> What you will do: Extend the sonosthesia-audio-pipeline project description from the point where it stops, after the line about supported audio file types.

> Source document:
[BEGIN]
Sonosthesia tools for baking audio analysis data

These details have not been verified by PyPI

Project links

Project description

sonosthesia-audio-pipeline

Python based tooling to analyse audio files and write results to file for use in realtime visualization apps. Results can be written using Message Pack for efficient (de)serialization or JSON for human readable output. Readers are provided for the Unity timeline, to be used alongside the original audio files.

Installation

Installation requires python (version 3.9 to 3.12 are supported). Once you have python you can run

pip install sonosthesia-audio-pipeline --upgrade

Quick start

Note that you might need to use the python3 command rather than python depending on your setup. File path is absolute or relative to the working directory. Supported audio files are .mp3 and .wav.
[END]
> Raw records:
[BEGIN]
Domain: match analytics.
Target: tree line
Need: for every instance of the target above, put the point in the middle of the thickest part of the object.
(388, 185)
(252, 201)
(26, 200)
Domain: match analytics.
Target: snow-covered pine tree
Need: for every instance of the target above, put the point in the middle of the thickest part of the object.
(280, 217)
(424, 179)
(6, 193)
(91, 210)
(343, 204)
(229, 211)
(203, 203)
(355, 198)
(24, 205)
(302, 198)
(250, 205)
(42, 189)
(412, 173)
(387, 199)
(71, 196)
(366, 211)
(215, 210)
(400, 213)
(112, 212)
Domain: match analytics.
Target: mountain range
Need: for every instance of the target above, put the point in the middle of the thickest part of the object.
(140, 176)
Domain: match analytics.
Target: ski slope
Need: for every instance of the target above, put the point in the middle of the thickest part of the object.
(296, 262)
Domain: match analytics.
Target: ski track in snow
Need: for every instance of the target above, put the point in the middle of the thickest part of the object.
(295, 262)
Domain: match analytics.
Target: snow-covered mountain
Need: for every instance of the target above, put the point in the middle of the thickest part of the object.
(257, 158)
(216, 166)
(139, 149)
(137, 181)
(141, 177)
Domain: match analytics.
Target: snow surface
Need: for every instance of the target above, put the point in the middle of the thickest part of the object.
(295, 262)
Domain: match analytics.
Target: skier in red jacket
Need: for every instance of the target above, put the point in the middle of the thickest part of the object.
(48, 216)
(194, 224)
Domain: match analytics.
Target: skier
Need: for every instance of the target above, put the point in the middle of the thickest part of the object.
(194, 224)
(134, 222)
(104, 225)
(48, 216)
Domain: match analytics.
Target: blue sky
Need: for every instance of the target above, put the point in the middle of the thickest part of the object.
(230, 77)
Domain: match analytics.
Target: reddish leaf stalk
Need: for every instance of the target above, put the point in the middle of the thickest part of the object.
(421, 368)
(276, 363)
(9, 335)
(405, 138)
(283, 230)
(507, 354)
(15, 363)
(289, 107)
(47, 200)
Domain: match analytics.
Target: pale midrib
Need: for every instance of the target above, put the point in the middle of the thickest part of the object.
[END]
> Response to the exercise:
Note that the --input (shorthand -i) can also be a directory in which case files with appropriate extensions will be processed in order.

Use --help (shorthand h) to get argument list for each of the subcommands. For example

python -m sonosthesia_audio_pipeline analysis -h

Anaylysis

Will generate an .xaa analysis file alongside the audio file.

python -m sonosthesia_audio_pipeline analysis -i File.mp3

Separation

Will create seperated files in a directory with the audio file's name (without extension), nested by demucs separation model type as described here. The default model is mdx_extra.

python -m sonosthesia_audio_pipeline separation -i File.mp3

To specify another model use --model (shorthand -n)

python -m sonosthesia_audio_pipeline separation -i File.mp3 -n mdx

Pipeline

Pipeline runs the source separation on an audio file, then runs analysis on the original audio file as well as the separated ones

python -m sonosthesia_audio_pipeline pipeline -i File.mp3

Python Pipeline

Source Separation

Currently using Demucs because it seems to score better on overall SDR and is a lot easier to install with pip than Spleeter.

Sound Analysis

This is a high level description, for output file schemas see the Output file specification section.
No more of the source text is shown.